(TASK OBJECTIVE):
Work through the data below and copy out every line where "instance" is found.

(DATA EXTRACTS):
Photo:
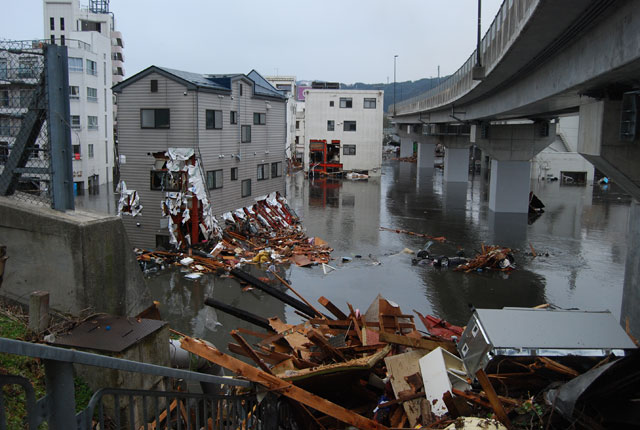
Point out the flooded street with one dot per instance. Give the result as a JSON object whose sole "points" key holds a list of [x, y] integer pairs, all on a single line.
---
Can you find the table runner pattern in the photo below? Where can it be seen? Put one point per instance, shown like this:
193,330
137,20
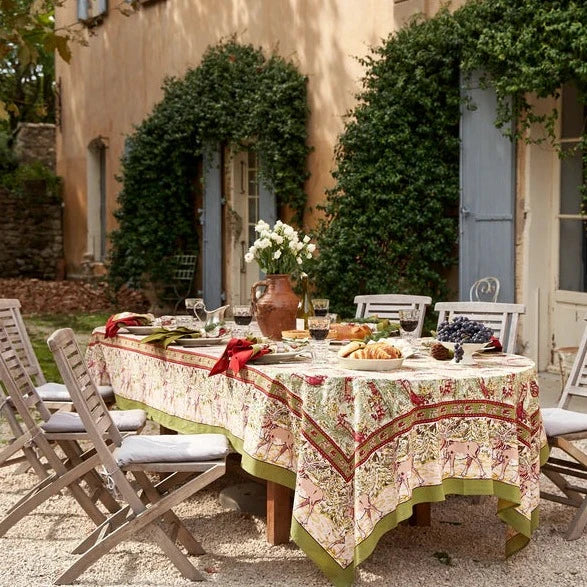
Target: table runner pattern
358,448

(SOLUTION TO THIS PROBLEM):
Point out the flooded street with one dot per instance. Give the result as a JSON object whose sole "points" key holds a list of [x, y] integer pairs, all on a single line.
Can you find the table runner pattern in the photo below? Where can it be seen? Put one point per instance, shown like this:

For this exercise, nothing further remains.